▶ **WRITTEN PROBLEM A**: Reproduce the stretch of the post on paying for a wedding from "Here is a hypothetical" through "makes you laugh.".
▶ **WRITTEN PROBLEM B**: In the post on paying for a wedding, what share of people get married by the age of 40?
▶ **WRITTEN PROBLEM C**: Pick up the post on paying for a wedding after its final sentence and keep writing it.

┌─ GIVEN TEXT

There are a few ways to pay for a wedding:

1. Her parents pay

2. His parents pay

3. Marry rich and your squeeze pays (word of warning: my mom always says it is cheaper (in many ways) to borrow money than to marry for it)

4. Win the lottery

5. Start your married life off with lots of debt

6. Plan for it

I hope you know me well enough that I am going to encourage strategy 6.

Strategies 1,2 and 3 are all things that may reasonably happen….but as a full-fledged adult, it isn’t smart to expect your parents to foot the bill, and I have already shared my mom’s wisdom about marrying rich.

So as an independent, financially savvy adult, you must PLAN for how to pay for your wedding!

Now, this may be less than appealing. Why would you start saving for your wedding when you are still in the OKCupid-induced “I wasn’t sure whether to laugh, cry or run” phase of your dating life? Because you are smart. And you know $18k doesn’t grow on trees. And one day you want to have a wedding with an open bar. 80% of people get married by the age of 40, so statistically speaking, you will probably be one of those people. (No pressure, I’m just reporting facts here).

Here is a hypothetical timeline:

Age 23: Go on date with man who tells you he used to have pet rabbits but he accidentally drowned them.* Swear off of dating forever.

Age 25: Meet man who makes you laugh.

Age 25.5: Begin to suspect that the man who makes you laugh might be the man you want to make you laugh forever.

Age 26: Get engaged.

Age 27: Get married. Have open bar at wedding.

So when should you have started saving for this awesome wedding? Well, it depends on the other factors in your life. If you are having trouble making rent, you need to focus on taking care of the basics. If you are taking care of paying your bills, paying off debt, building an emergency fund and saving for retirement and you still have some disposable income- you can add saving for your wedding into your budget.

If you recall from my amazing post about Billy and Lilly, they saved as though they were still saving for their emergency funds. This is actually the most painless way to save for a wedding- after you have your emergency fund set up, keep saving at that rate until you have set up a wedding fund. You won’t even miss the cashola, because you weren’t used to spending it anyway!

If you feel like one day you are going to get married it is wise to start planning for that financially. You might want to save on your own, if you aren’t sure about who exactly you are going to want to marry (this is very smart but it is not very smart to mention your wedding savings plan on a first date…I would keep it under wraps, if I were you!) or you might want to start saving as a couple. (If you save as a couple you can each save $9k and take some of the pressure off!) One benefit of a long engagement is that you can use the time to adjust your spending for a year or two to save up for your wedding.

└─
┌─ DATASET EXCERPTS

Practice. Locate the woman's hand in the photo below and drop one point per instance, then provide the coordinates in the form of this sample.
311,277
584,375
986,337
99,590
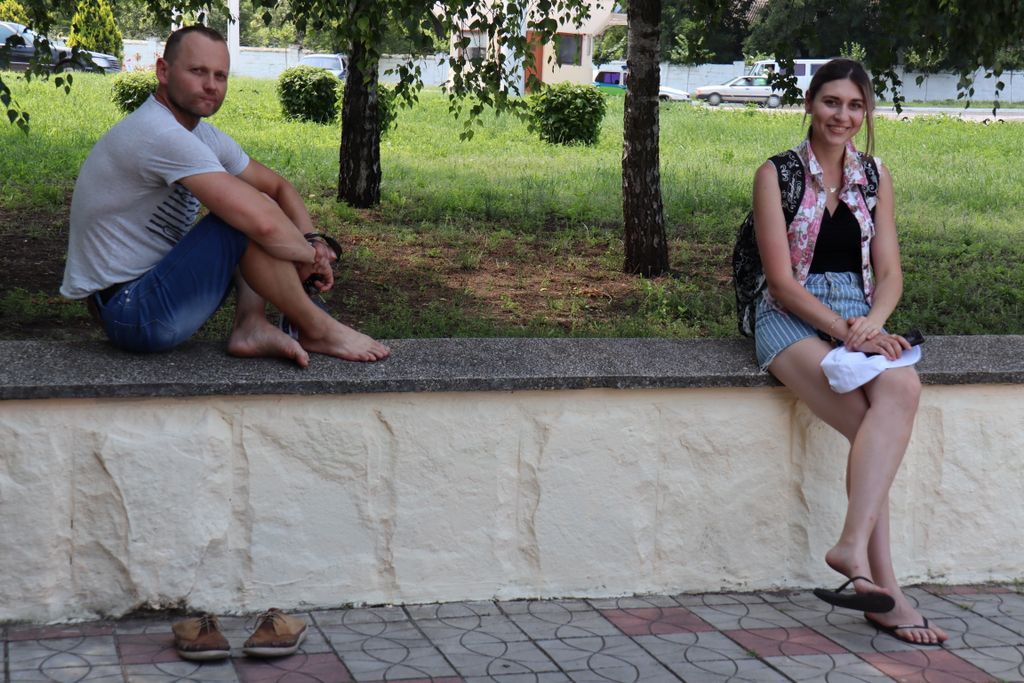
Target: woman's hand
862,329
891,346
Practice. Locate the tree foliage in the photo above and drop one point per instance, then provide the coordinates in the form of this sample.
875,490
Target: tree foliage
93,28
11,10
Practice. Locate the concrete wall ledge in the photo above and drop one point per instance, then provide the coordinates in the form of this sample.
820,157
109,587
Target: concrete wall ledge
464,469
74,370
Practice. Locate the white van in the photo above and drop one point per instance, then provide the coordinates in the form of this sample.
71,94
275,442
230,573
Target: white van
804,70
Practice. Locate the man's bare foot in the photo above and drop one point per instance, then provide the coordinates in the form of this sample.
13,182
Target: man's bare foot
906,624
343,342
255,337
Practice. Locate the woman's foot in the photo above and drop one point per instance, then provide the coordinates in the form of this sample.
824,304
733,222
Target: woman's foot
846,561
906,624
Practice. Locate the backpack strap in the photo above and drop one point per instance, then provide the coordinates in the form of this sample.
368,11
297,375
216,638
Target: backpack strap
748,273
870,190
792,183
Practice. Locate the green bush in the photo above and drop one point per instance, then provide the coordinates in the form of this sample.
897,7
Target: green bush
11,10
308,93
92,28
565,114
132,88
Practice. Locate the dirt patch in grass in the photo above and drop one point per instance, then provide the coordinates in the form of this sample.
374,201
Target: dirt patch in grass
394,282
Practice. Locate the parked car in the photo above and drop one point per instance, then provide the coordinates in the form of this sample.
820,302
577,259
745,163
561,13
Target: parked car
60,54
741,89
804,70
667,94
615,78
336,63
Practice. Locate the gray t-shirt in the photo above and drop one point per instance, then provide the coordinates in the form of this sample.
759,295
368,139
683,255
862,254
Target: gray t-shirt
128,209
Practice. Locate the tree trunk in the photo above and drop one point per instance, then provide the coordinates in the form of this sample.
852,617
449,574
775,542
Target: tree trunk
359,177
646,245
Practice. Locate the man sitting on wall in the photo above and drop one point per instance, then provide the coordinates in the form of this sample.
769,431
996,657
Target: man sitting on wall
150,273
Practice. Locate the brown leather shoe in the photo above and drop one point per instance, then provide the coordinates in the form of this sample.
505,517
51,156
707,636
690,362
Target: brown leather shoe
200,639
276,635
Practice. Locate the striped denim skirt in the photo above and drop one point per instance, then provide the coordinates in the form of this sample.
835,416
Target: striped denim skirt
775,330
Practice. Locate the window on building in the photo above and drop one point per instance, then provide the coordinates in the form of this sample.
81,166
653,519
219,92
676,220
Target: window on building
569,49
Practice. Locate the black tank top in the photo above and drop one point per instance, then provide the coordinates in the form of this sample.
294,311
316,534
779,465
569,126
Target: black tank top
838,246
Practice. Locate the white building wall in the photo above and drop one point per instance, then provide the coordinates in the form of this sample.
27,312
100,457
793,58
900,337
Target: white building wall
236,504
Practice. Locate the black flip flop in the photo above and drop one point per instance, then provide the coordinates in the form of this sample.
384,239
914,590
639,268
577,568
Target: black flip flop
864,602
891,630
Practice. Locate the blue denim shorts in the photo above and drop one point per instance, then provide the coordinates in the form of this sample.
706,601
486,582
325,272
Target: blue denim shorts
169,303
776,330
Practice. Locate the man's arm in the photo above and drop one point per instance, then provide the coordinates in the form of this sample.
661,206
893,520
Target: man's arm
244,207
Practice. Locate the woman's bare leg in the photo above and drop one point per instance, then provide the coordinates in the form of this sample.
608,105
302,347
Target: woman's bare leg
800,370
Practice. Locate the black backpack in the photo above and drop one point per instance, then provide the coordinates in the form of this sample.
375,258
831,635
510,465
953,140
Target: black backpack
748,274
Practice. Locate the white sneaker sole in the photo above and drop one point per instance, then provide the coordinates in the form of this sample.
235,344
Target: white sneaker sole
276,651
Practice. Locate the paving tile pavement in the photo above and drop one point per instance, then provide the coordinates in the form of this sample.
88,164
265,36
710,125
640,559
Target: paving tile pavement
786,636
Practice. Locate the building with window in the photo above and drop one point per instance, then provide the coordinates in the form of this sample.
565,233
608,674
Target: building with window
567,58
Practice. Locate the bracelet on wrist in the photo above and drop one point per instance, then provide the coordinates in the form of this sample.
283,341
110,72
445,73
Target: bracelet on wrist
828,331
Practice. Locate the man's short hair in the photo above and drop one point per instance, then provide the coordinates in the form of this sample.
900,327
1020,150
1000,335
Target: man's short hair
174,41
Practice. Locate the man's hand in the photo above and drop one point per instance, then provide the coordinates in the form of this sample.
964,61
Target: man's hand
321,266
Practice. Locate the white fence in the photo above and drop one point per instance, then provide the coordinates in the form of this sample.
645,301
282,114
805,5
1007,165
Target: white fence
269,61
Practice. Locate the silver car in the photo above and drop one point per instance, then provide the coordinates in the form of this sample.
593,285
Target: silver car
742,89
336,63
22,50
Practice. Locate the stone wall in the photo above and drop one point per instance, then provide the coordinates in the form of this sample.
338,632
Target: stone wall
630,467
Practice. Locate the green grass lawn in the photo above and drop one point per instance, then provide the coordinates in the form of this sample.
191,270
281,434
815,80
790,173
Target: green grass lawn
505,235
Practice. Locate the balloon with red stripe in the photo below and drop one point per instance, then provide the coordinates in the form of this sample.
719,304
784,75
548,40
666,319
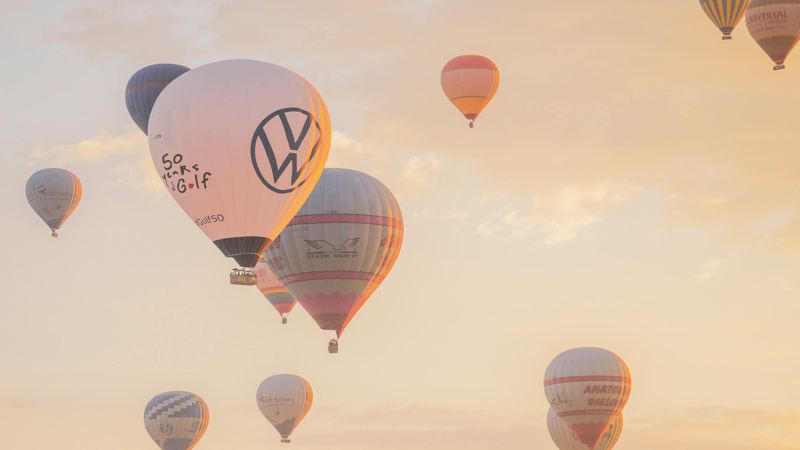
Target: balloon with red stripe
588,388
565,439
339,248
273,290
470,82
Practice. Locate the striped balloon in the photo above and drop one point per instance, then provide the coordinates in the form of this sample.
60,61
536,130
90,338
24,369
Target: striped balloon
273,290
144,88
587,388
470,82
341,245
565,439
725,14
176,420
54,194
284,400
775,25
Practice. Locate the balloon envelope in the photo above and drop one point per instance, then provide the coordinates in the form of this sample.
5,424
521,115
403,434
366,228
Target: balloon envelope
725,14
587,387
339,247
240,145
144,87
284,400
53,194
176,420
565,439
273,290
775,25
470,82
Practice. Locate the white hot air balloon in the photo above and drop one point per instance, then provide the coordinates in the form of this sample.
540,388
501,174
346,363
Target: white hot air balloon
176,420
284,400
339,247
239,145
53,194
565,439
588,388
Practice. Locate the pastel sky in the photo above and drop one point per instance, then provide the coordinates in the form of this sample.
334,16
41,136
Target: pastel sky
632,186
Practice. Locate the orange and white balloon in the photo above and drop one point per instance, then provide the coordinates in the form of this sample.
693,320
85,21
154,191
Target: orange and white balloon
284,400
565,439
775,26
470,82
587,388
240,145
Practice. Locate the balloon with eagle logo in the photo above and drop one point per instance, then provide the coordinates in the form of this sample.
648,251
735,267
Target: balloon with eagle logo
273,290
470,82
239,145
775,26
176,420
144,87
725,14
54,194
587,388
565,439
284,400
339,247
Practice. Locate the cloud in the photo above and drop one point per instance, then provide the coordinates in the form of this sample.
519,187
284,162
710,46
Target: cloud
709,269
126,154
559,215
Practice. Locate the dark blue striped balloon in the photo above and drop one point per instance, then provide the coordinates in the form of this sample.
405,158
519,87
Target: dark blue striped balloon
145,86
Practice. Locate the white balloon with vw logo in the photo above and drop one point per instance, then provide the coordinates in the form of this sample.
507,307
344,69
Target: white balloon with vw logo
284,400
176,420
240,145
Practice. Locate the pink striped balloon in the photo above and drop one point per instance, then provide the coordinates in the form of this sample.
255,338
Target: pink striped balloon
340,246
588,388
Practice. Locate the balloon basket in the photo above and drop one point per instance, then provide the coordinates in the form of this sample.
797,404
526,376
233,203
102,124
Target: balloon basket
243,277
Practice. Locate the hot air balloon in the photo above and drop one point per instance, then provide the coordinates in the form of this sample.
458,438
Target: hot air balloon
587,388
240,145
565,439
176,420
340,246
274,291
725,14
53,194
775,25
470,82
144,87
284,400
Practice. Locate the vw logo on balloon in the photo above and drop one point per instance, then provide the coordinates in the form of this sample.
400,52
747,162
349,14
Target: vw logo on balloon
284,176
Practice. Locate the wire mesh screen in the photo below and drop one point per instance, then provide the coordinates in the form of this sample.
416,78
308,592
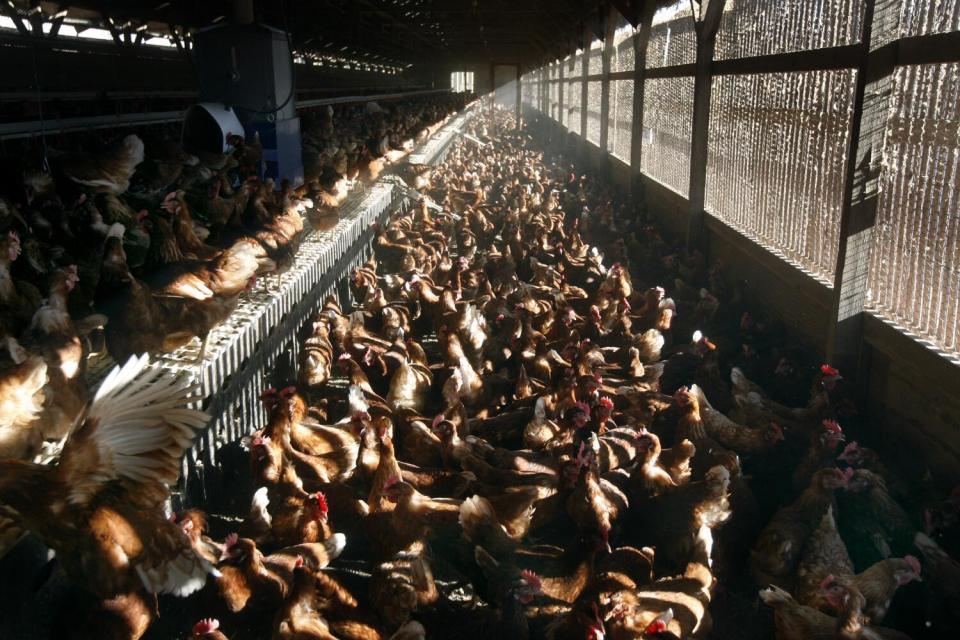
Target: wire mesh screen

└─

▶ **WRITTEN REPLY A**:
Here is a hypothetical timeline:

Age 23: Go on date with man who tells you he used to have pet rabbits but he accidentally drowned them.* Swear off of dating forever.

Age 25: Meet man who makes you laugh.

▶ **WRITTEN REPLY B**: 80% of people get married by the age of 40.

▶ **WRITTEN REPLY C**:
The point is- you can take some steps now (regardless of your dating status) to give yourself a financial leg up in the happy marriage department. Starting married life without wedding debt is a wonderful gift to give to your partner and to your future self.

 

 

 

*True story. Them=plural rabbits. I ran away in the middle of the date.

Relationships and Money, Couple 3: Billy and Lilly

Subjects:

Billy, 28 and Lilly, 25. Billy and Lilly are newlyweds who married last May. They rent a house, share one car and have a good looking cat.

photo-2
Meow!

Billy makes about twice what Lilly makes. Billy and Lilly have a few financial goals that they are working towards. They want to buy a house. In a few years they want to have kids. They want to have enough so that one of them can stay home with the kids. To meet these goals, they live off of Billy’s salary and save Lilly’s.

Billy and Lilly have all of their finances in joint accounts. They put everything in Mint so that they can stick to their joint budget. Billy is responsible for paying the bills (and by “paying the bills” I mean licking stamps and addressing envelopes (or setting up automatic payments), not being the sole breadwinner). Both Billy and Lilly have the passwords and access to all of their accounts.

They have a generous “Newlywed fund” that they set aside for themselves each month for date nights, vacations, new furniture- basically anything that they will both be involved in that is outside of their normal budget. They also have separate personal budgets (which totals about 1/3 of the newlywed fund for each) that they can spend on whatever they want- clothes, movies, books, games. They don’t have separate accounts for these funds, but they have the money factored into their budgets in Mint and they just tag the purchases appropriately.

They both had savings (emergency funds) all set up before they got engaged, so when they got engaged they reverted back to their old ways of aggressively saving. They were able to save enough to maintain their emergency funds and also save enough for a lovely wedding. Because of that (and with some family help) they were able to get married debt-free (which is a feat!)

The only problem they have encountered is that it is very difficult to buy surprise gifts for each other because there is total transparency in their financial system. In Lilly’s words: “Our method of keeping gifts secret is to say ‘Hey, don’t look at the Amazon order history for a few days.’ ”

Billy’s and Lilly’s system works for them because they are both savers and have agreed to the same financial and life goals. They were able to start off their marriage debt free, which laid the groundwork for a solid financial future. Now if only they could stop spoiling the cat…

Relationships and Money, Couple 2: Lionel and Wilhemina

Subjects: Lionel (31) and Wilhemina (29)

Lionel is in graduate school and Wilhemina is working as a short term contractor. Lionel is living off of loans and Wilhemina is living off of her salary (which is variable depending on whether or not she can get a contract extension, but it is generally renewed every three-six months). They are not married but have lived together for almost three years.

Lionel and Wilhemina have separate finances. They track their joint expenses in a google spreadsheet, with a column for what Lionel owes Wilhemina, a column for what Wilhemina owes Lionel, what the difference is and who owes whom. This way, they only have to pay each other back when the expenses get unbalanced. Lionel is responsible for paying rent so Wilhemina usually owes him each month. This works for them because Lionel has more flexible expenses because his student loans are disbursed in two large chunks each year.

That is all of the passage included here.